Libertas Yearbook for 1950

The yearbook of Liberty High School, Liberty, Sullivan County, NY

We at Between the Lakes Group are happy to make this Item of New York State history available once again. We acquired it on eBay, and hope that some find it useful.  Given the age that living 1950 Liberty High School grads now are, we expect that this is now of more genealogical interest than it is food for reminiscence.

High school yearbooks are one form of history within which everyone is recorded when they graduate from high school. They, and their community, are frozen at a point in time that the yearbook captures and keeps. Haircuts, clothes, friends, teachers, the sense of humor of the era, the area businesses – they are all captured as they were, not as we choose to remember them or tell our children they were back in the good old days.

The senior this year were born circa 1932-33.  The Great Depression was here; the happy times their parents remembered from their own childhoods likely seemed a distant memory.  They were in school during World War II, and likely most could tell you how they heard about Pearl Harbor.  All knew World War II veterans, and some of them may have had memories of soldiers and sailors who did not make it home from that war.  Boys graduating from LHS this year stood a good chance of being drafted or enlisting for the Korean War.  And at this writing, surviving class members are 85 or 86 years old.

There are a number of interesting aspects of this yearbook.  First off, it was soft covered.  Hard covers were still a year or two in the future.  The interesting blotches of pink on the pages just inside the cover are not some form of abstract art – they are simply color that has over the decades bled from the covers.  Under 70 pages in length, counting covers, it was not an extravagant effort, but it was carefully done.

Something this yearbook has that we’ve not noticed in other yearbooks was the class “Last Will and Testament” – yes, they were a yearbook commonplace back then, but this is the only one we can remember seeing in poetic form.  Shakespeare it is not, but it is an interesting touch.

Gender roles were pretty absolute in 1950.  Girls took home economics.  Boys took shop, with long-time shop teachers AuClair and Burnham already in place.  There don’t seem to have been any shop clubs for either boys or girls, but we note that there was a “Charm Club” that presumably was intended for girls who wished to improve their prospects in the matrimonial department.  Something interesting here:  there were two clubs for boys, the Bachelors Club and the Chefs Club, in the Home Economics department.  These clubs, which sought to teach boys to cook and to keep house, seem to be a bit discordant.  With sex roles still tightly defined, the popularity of these is hard to explain, even in retrospect.

Cheerleading remained the only sport for girls.  Basketball, which had been a girls’ sport as well as one for boys decades earlier, seems to be long gone at this point.  The boys’ sports: football, basketball, wrestling, track, baseball, and golf, were Liberty’s traditional mainstays.  One interesting addition to this book: people occasionally used yearbooks to collect clippings about graduates.  One such – a sad one – is the last page of this file.

At the same time, the Golden Age of the resorts was dawning, and fast.  While we see no references to Liberty’s place in the resort community, it was certainly well established by this time and was growing.  The O&W Railroad was still in business, although fading fast.  The Route 17 Quickway was not yet there, and the trip by car to NYC was a four-hour adventure, likely with a stop at the Red Apple Rest.

------------------------------------------------

— Short task 1 —
Extract every line of the entries that contains the string "lodge", treating uppercase and lowercase letters as distinct.
The entries that follow are unrelated to the yearbook description.

— Raw records —
------------------------------------------------

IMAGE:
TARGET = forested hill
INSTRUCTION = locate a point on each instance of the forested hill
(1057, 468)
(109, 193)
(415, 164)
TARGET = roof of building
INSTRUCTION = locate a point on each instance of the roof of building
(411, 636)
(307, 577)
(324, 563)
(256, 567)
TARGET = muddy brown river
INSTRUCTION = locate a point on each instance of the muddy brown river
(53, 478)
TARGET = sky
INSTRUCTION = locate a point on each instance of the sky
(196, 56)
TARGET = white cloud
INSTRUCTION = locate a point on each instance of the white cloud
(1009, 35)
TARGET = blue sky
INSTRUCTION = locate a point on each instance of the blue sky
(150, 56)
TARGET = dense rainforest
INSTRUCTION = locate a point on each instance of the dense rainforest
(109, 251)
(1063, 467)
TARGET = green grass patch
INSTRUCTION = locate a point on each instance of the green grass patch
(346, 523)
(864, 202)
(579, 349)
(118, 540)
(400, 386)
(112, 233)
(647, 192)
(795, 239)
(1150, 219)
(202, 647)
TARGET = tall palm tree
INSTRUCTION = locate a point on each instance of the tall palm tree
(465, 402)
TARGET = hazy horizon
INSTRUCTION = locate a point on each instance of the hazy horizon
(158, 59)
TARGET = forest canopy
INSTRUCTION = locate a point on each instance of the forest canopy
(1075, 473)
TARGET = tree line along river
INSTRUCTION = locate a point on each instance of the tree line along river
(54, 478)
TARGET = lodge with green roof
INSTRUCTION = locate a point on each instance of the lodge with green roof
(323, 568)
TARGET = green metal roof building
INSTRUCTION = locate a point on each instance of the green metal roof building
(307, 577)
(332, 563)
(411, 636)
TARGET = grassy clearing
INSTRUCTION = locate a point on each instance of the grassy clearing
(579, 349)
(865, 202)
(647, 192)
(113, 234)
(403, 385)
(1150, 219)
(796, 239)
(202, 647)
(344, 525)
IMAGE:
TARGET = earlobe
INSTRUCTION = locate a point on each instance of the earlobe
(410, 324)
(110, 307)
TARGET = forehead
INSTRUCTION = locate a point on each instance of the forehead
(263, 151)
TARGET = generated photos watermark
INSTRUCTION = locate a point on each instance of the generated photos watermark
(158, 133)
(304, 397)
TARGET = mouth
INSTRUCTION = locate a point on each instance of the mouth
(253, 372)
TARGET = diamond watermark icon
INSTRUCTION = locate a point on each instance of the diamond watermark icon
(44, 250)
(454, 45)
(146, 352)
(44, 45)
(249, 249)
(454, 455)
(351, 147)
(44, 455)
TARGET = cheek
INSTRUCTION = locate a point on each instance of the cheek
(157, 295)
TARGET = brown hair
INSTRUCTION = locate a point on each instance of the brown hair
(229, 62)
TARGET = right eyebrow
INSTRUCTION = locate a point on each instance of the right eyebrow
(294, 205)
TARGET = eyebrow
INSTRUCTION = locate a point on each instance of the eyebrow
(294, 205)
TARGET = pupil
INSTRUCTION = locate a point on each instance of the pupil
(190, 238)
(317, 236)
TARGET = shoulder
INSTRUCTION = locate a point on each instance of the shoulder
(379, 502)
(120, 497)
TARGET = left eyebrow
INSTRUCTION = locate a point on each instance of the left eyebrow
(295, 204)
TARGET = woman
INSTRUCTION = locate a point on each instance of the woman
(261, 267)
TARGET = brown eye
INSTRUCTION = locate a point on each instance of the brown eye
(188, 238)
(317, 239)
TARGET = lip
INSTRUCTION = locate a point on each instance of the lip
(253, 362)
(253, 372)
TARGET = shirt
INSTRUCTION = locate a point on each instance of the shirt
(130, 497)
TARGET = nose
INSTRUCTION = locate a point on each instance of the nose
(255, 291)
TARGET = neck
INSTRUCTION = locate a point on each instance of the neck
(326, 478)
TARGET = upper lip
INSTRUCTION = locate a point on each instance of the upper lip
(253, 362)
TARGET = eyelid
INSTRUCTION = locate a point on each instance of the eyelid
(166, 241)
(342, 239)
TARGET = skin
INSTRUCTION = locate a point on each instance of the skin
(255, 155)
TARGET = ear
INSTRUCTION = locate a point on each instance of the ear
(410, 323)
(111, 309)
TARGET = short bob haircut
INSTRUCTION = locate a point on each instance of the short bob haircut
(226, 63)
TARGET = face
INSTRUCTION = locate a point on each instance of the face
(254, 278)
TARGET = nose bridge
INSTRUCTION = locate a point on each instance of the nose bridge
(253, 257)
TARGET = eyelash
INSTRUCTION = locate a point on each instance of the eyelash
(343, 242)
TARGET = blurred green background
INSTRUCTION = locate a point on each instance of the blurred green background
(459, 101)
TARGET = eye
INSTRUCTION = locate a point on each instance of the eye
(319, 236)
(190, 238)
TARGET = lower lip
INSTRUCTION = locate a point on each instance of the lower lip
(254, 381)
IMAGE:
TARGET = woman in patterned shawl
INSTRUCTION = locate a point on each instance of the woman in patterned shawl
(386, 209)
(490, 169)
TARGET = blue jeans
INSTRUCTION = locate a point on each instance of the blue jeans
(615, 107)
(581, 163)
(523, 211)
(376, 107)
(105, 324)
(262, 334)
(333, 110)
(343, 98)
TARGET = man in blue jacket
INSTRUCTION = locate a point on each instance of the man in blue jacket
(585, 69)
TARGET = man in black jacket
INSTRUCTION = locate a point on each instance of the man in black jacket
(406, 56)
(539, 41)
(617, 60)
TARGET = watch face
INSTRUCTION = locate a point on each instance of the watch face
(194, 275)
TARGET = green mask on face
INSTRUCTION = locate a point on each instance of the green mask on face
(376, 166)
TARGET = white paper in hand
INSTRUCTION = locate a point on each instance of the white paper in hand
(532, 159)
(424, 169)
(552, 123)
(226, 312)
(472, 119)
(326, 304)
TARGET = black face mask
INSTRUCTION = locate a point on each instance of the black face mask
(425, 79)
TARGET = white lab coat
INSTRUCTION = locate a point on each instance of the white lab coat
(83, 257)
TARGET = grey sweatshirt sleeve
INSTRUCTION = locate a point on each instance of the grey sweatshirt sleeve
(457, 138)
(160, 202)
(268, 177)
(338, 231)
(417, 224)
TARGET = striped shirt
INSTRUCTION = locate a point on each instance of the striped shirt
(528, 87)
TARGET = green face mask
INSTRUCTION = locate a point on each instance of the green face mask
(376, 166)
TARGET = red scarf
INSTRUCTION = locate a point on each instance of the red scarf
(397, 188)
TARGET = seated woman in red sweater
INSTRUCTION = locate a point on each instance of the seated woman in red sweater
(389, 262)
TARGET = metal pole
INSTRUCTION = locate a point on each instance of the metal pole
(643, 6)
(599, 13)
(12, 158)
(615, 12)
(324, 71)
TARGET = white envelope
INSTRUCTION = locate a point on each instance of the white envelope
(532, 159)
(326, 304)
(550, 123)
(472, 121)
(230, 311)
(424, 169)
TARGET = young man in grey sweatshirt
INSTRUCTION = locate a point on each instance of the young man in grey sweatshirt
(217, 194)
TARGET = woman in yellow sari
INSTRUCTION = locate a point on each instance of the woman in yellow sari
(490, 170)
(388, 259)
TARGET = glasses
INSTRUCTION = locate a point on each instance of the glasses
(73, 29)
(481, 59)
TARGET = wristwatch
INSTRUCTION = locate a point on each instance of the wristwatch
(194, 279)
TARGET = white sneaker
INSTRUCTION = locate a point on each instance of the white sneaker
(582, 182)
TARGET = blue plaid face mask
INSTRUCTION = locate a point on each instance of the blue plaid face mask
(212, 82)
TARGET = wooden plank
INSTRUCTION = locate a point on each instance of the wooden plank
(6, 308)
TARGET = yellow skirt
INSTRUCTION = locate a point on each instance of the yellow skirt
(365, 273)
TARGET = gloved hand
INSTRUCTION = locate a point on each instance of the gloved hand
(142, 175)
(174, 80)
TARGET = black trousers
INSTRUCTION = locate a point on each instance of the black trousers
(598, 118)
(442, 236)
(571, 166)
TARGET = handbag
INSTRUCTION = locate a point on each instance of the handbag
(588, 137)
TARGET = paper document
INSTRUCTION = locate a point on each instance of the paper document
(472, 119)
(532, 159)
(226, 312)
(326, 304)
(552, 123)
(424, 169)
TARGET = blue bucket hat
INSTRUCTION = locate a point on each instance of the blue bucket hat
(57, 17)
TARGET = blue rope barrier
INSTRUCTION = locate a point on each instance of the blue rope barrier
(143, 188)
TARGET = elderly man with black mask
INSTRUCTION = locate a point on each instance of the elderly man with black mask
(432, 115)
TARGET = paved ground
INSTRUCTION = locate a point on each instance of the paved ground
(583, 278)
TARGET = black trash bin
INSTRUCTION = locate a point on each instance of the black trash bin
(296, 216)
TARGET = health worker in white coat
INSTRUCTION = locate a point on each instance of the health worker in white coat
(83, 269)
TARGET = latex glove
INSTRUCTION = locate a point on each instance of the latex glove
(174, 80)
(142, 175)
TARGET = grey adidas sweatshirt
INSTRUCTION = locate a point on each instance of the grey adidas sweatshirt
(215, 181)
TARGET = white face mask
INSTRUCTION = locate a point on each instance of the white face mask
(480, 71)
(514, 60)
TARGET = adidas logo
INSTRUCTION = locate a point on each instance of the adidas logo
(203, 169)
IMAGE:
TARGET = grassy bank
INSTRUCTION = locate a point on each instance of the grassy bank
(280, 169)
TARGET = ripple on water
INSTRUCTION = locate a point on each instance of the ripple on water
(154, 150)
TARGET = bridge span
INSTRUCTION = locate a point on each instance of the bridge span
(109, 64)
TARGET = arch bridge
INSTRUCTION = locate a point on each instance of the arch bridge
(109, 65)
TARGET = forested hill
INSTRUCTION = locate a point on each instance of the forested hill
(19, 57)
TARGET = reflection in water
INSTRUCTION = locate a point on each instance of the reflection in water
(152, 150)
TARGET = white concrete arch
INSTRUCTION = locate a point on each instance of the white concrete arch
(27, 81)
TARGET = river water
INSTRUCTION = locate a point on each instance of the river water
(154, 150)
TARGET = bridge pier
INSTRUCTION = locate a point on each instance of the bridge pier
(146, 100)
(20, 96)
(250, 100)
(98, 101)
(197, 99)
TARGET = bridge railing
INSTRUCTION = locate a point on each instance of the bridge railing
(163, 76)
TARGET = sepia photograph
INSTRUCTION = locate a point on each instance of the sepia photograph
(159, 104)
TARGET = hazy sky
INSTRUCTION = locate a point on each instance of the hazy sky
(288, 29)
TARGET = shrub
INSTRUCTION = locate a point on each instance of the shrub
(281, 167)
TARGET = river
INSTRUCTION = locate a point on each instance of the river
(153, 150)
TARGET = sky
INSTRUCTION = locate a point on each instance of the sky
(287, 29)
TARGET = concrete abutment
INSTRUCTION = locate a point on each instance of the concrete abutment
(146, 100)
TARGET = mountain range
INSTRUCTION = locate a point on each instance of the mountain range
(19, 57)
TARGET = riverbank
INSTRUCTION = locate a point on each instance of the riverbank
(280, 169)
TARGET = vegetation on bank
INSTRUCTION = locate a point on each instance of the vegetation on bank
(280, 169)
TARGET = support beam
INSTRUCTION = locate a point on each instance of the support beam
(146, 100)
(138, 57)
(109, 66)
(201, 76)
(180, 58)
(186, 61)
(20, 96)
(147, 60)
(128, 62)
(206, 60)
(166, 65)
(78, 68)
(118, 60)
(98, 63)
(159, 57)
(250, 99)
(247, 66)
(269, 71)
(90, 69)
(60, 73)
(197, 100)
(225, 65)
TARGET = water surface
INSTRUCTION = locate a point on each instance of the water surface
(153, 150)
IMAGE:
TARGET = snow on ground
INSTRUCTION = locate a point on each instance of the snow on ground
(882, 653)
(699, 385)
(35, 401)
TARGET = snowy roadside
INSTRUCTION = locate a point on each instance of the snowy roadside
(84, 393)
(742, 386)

------------------------------------------------

— Short task 2 —
List the boys' sports that the yearbook description names as Liberty's traditional mainstays.

— Final answer 1 —
TARGET = lodge with green roof
INSTRUCTION = locate a point on each instance of the lodge with green roof

— Final answer 2 —
Football, basketball, wrestling, track, baseball, and golf.